* **Set task**: Return the entries verbatim and drop every picture.

* **Listed records**:
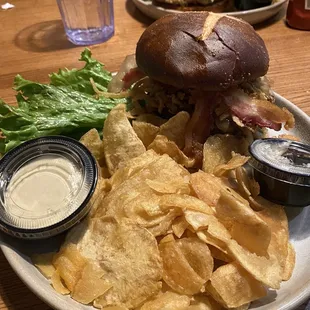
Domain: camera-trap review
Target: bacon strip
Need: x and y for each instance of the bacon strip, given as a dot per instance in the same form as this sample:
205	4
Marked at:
199	126
252	111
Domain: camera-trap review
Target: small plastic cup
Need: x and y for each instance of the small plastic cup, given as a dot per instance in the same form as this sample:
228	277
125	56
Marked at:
87	22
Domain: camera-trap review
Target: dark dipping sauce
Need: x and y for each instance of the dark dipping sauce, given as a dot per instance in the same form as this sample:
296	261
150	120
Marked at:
282	169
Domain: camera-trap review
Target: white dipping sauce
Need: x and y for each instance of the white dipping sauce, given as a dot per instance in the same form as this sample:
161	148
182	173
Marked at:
43	187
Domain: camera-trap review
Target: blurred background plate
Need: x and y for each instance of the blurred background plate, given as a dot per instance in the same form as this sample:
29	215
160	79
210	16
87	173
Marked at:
291	294
251	16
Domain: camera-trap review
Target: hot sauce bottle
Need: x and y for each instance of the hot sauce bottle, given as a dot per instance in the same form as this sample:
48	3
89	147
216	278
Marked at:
298	14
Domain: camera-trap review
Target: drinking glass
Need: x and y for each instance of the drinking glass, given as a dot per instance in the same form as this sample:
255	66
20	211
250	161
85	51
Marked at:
87	22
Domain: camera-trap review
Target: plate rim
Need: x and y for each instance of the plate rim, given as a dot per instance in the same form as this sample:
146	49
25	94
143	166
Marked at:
40	291
237	13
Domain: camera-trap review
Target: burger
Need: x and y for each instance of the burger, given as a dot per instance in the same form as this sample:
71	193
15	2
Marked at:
196	5
208	64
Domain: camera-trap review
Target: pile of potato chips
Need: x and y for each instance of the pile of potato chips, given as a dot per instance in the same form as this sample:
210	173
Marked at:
161	237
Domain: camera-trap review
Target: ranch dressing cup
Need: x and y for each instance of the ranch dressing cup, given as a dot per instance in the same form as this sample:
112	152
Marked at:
282	168
45	187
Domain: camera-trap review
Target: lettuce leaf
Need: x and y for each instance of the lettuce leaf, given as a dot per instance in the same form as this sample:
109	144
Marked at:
66	106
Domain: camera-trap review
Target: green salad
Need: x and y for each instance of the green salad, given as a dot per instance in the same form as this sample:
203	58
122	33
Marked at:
68	105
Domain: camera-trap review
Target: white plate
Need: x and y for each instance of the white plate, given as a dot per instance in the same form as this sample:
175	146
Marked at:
291	294
251	16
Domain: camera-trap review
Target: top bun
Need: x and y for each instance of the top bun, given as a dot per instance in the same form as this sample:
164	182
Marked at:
202	50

* **Result of this exercise**:
Domain: camera-trap review
Target: bacon strip
Need: x and y for each instance of the bacon strip, given as a dot per instance in the same form as this sample:
205	4
Marked at:
199	126
252	111
Domain: camera-trap review
Target: small plastic cup
Need: x and y for each instance of the small plastic cup, given as a dot per instance in the same form as this sample:
228	277
125	56
Marked at:
87	22
Domain: camera-trap review
Target: dark dipping sauce
Need: x and y for each instance of the dark dipping sauce, given as a dot per instance in the same form as this sample:
296	261
150	120
Marked at:
282	169
Domain: camera-trap review
Target: white dipping sauce
Need: x and y for each instance of the white dipping sauce, given as a dot per instance in the same form as this sample:
161	148
182	173
Marked at:
43	187
Domain: camera-trap review
Target: blurred background plate
Need: x and y for each instance of the blurred background plate, given as a dot per instance in the same form as this sample:
29	215
160	79
210	16
87	173
Marked at:
291	294
251	16
Domain: camera-trap review
Target: hot sauce bottle
Need: x and y for each instance of the hot sauce bottle, given as a dot per instance in the same form as this sample:
48	3
89	147
216	278
Marked at:
298	14
Domain: camera-trap review
Target: drinking glass
Need: x and y for each instance of the drinking glass, given as a dot per instance in the same form as this sample:
255	66
20	211
250	161
85	51
Marked at:
87	22
Domain: camera-trap review
Target: plate rim
Need: x and y for each instance of the plate rim, given as a dot per instance in the same form as this sample:
146	49
25	94
143	166
Marked at:
40	291
237	13
Domain: camera-trap review
Target: burger
Need: x and y for each instance of the burger, given as a dot per instance in the same form as this sample:
71	193
15	2
Marked at:
196	5
208	64
Domain: camera-trap review
Target: pile of potato chips
Need: x and y for each instance of the pile of potato chips, given as a dot per instance in the same form as this sample:
210	173
Marked at:
161	237
Domain: camera-trap review
Target: ranch dressing cup
Need: x and y for each instance of the ranch dressing cup, given as a dot per instance in the same form as this sample:
112	152
Marked at:
282	168
45	187
Domain: camera-trap review
Target: lettuce leaf
Need: x and y for each instance of the lettuce leaf, given as a dot per instance in the same form as this sample:
109	144
Marked at:
66	106
Domain: camera-trap review
Target: green salad
Need: x and y for each instance of the green salad, given as a dot per instance in the same form as this sample:
203	58
122	33
Marked at:
68	105
Domain: camera-trap review
Target: white plate
Need: x and y for each instance of the white plate, given as a dot per instance in the same form as this sample:
175	146
Marked at:
291	294
251	16
Domain: camera-trap review
Target: top bun
Need: x and y for each instance of the top bun, given as a dot per instance in the same form as this sample:
164	182
Marked at:
202	50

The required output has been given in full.